CONSEGNA
Riporti fedelmente il passo del brano sulla carità e sui comandamenti che comincia con "Non dobbiamo pensare" e prosegue fino a "(Cf. Gv 13,35).".

BRANO DA LEGGERE

Pensate, quanta fatica richiederà la ricomposizione di un tessuto sociale già cristiano e ora pieno di lacerazioni! Quanto, quanto, noi dobbiamo lavorare, e dovranno lavorare i futuri cristiani.
Sarà la carità, una carità inesausta, pronta ad accettare “grandi prove”, che trasformerà il mondo.
Non dobbiamo pensare ad eventi miracolosi, ad apparizioni che risolvono tutto, poiché sappiamo che sono solo dei richiami alla vita cristiana. Non dobbiamo attendere travolgenti eventi, ma dobbiamo pensare ad un quotidiano ardere della carità. Dall'amore che vi porterete gli uni gli altri sapranno che siete miei discepoli, ci dice il Signore (Cf. Gv 13,35).
I farisei - lo sappiamo - non consideravano il secondo comandamento come indissolubilmente legato al primo. Il primo poi, che comanda l'amore a Dio (Dt 6,4-5), lo vivevano in maniera formale, affidandosi alle ritualità, e di queste ritualità ne avevano coniate tante: abluzioni di mani, di stoviglie e tante altre formalità (Cf. Mt 15,1s; 23,1). Si ritenevano, ingannando se stessi, giusti davanti a Dio, ma non avevano amore né verso Dio, né verso il prossimo.
Ma non tutti avevano disgiunto i due comandamenti. Infatti, nel gruppo che andò da Gesù per metterlo alla prova c'era anche uno scriba che raccolse immediatamente il valore della risposta di Gesù, mettendo in stato di confusione gli altri (Cf. Mc 12,28s): “Hai detto bene, Maestro, e secondo verità, che egli è unico e non vi è altri all'infuori di lui; amarlo con tutto il cuore, con tutta l'intelligenza e con tutta la forza e amare il prossimo come se stesso vale più di tutti gli olocausti e i sacrifici”. Le parole dello scriba mettono in evidenza come il primo comandamento, scritto sulle tavole di pietra (Es 20,2-3): “Io sono il Signore, tuo Dio, che ti ho fatto uscire dalla terra d'Egitto, dalla condizione servile: Non avrai altri dei di fronte a me”, trovi la sua espressione nell'amare Dio. Dio, dice il secondo comandamento scritto sulle tavole di pietra è un Dio geloso (Es 20,5): “Perché io, il Signore, tuo Dio, sono un Dio geloso”. “Dio geloso”, dunque che ama di amore fedele e che chiede amore fedele. Amare Dio vuol dire amare ciò che Dio ama, cioè gli uomini (Cf. Lc 2,14). Non si può non amare ciò che Dio ama. Se uno non ama il prossimo che vede, non può di certo amare Dio che non vede (1Gv 4,20), che non percepisce coi sensi. Vedere l'amore del fratello in Cristo è palese, e dunque se uno non si lascia prendere dalla testimonianza d'amore del fratello non potrà giungere a riconoscere l'amore di Dio per gli uomini, per lui stesso, e quindi ad amarlo.

Dati raccolti
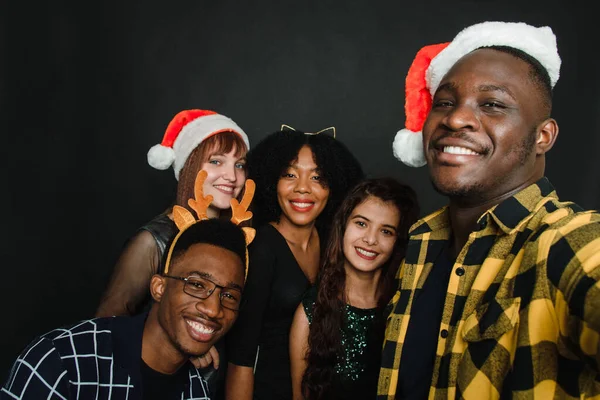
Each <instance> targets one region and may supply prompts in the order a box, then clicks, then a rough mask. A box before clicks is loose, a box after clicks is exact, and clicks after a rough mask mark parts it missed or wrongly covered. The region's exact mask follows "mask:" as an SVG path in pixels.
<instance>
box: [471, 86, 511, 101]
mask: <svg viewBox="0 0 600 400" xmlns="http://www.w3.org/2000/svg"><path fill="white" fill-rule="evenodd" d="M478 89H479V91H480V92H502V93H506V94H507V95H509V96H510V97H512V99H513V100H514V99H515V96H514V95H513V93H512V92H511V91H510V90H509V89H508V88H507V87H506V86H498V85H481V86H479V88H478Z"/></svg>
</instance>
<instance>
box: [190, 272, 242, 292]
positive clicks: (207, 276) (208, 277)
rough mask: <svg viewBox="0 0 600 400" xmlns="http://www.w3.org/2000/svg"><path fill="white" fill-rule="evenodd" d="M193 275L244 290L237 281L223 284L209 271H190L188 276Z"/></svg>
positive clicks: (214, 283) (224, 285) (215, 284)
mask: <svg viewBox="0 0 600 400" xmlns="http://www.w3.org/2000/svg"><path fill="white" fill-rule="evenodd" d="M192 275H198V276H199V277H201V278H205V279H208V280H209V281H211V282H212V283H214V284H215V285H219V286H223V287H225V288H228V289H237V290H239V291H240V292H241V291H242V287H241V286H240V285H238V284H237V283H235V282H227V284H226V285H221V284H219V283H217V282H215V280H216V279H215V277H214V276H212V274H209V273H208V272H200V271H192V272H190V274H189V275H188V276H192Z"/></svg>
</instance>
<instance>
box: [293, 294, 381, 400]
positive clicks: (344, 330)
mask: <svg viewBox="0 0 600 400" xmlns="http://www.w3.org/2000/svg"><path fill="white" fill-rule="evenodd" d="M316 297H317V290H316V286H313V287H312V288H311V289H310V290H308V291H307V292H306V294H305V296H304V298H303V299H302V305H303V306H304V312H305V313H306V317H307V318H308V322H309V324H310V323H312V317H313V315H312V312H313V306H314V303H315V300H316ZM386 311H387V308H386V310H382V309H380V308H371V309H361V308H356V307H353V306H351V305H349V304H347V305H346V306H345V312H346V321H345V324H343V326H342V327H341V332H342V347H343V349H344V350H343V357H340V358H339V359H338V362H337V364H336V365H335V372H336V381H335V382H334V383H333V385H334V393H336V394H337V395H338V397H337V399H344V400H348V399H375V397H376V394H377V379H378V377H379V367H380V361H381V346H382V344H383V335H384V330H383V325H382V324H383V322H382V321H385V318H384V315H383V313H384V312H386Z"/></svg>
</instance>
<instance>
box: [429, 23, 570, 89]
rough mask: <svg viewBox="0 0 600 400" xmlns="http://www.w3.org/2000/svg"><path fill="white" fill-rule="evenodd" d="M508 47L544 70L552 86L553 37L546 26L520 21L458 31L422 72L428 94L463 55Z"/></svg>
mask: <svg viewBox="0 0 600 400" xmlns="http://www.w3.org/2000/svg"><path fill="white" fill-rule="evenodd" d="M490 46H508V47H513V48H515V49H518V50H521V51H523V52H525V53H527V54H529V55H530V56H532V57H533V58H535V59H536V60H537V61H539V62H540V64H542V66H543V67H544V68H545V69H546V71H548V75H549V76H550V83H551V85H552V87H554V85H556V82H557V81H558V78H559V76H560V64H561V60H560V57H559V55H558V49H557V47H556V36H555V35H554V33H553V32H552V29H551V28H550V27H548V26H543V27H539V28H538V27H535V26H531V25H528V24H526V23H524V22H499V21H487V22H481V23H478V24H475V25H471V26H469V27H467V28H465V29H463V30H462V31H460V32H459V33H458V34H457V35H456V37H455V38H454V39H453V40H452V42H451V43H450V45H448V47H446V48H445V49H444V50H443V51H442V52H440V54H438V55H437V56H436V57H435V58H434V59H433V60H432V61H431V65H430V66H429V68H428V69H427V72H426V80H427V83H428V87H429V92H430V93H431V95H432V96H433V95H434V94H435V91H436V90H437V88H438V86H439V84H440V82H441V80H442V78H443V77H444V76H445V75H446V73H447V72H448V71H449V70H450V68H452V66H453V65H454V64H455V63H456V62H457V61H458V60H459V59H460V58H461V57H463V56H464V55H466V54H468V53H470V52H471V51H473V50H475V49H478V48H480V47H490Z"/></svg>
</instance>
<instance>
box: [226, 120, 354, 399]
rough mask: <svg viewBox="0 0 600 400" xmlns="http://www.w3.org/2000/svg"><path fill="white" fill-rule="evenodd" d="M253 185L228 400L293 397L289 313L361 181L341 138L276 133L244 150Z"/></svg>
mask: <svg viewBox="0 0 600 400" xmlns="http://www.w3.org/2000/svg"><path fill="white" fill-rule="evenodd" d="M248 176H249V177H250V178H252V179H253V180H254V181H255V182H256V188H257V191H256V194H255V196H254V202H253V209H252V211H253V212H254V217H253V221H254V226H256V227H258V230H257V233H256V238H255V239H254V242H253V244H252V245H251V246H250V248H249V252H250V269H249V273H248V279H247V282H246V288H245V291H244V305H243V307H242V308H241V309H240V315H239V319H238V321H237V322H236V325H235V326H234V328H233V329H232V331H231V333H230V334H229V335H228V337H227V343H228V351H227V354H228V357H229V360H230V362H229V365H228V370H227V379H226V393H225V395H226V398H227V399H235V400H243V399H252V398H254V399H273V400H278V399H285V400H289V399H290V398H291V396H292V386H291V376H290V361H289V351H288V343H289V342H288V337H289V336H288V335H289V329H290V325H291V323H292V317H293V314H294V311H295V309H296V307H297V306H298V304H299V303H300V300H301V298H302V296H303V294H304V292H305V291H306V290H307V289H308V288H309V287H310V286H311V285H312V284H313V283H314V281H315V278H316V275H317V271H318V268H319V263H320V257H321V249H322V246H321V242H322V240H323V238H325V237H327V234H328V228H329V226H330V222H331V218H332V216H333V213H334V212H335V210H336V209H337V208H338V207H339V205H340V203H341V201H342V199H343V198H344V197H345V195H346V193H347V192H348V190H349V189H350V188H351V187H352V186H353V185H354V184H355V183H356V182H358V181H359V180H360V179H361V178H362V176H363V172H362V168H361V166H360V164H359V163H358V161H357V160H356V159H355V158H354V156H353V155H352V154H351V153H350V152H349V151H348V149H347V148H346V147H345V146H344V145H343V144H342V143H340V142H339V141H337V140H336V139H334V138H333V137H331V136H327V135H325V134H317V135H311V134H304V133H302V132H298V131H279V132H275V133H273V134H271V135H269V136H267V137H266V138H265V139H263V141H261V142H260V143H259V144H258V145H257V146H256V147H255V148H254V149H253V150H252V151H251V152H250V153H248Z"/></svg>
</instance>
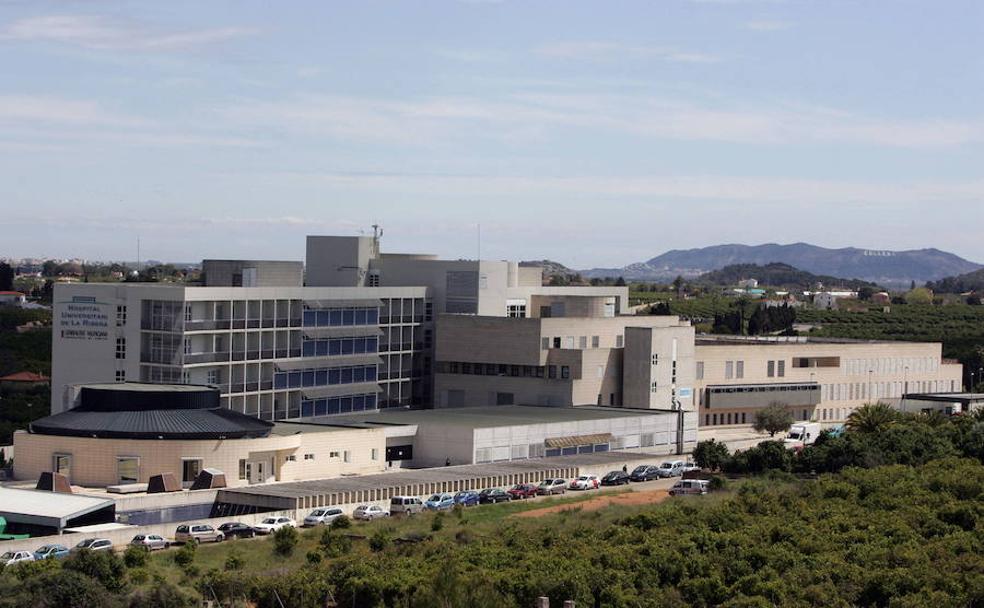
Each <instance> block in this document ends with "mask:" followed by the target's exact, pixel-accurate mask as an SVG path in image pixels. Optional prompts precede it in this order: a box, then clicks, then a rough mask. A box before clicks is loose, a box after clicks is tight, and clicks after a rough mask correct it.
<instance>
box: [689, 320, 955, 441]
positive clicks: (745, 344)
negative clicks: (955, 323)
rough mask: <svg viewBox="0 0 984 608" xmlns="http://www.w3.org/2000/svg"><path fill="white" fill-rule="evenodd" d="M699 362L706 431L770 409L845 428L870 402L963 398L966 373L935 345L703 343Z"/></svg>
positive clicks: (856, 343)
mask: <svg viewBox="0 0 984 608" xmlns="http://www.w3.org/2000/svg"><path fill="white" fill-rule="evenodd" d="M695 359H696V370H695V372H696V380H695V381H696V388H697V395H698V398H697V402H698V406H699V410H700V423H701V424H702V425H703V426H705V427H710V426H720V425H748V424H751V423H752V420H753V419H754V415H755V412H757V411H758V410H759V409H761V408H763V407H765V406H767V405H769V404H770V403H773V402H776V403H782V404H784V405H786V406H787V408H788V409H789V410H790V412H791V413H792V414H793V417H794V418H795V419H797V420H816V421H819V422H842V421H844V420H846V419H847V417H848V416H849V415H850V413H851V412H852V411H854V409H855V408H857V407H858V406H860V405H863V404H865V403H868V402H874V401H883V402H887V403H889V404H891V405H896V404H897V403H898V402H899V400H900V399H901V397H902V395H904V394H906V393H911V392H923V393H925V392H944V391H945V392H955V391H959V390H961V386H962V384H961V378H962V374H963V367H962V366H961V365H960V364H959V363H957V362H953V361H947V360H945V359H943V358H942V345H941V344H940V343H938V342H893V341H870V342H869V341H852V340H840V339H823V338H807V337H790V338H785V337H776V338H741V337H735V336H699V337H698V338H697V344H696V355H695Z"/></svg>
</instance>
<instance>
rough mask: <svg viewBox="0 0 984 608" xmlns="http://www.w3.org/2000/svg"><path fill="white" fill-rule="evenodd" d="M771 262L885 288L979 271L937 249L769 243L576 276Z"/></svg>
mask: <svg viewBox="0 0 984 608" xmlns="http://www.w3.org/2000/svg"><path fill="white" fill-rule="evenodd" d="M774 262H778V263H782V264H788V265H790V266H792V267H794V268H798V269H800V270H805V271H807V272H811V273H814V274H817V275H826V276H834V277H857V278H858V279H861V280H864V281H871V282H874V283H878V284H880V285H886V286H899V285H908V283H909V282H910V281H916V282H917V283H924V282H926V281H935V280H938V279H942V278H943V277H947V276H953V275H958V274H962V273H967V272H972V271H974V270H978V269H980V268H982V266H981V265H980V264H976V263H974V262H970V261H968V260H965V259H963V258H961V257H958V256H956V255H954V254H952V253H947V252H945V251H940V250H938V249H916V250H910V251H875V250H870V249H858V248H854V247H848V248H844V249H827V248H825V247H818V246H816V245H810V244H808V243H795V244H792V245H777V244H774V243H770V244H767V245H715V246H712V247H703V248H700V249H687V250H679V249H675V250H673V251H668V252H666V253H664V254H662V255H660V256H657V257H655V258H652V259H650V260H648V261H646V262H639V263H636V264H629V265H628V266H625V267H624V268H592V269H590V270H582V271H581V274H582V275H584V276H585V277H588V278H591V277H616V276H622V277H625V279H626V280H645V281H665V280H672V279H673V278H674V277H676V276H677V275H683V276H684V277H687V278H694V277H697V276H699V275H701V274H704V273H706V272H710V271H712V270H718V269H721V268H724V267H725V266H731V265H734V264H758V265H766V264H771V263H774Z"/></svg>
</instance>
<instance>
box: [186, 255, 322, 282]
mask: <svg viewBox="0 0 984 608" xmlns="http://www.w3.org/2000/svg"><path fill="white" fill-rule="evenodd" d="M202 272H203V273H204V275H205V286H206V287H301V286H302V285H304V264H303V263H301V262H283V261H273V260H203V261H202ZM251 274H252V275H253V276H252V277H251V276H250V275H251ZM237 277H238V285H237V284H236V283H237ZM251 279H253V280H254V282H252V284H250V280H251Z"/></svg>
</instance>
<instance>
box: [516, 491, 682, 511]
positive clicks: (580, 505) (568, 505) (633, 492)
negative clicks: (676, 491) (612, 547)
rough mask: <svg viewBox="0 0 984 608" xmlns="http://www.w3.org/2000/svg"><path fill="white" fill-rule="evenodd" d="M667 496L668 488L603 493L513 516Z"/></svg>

SOLUZIONE
Non dobbiamo pensare ad eventi miracolosi, ad apparizioni che risolvono tutto, poiché sappiamo che sono solo dei richiami alla vita cristiana. Non dobbiamo attendere travolgenti eventi, ma dobbiamo pensare ad un quotidiano ardere della carità. Dall'amore che vi porterete gli uni gli altri sapranno che siete miei discepoli, ci dice il Signore (Cf. Gv 13,35).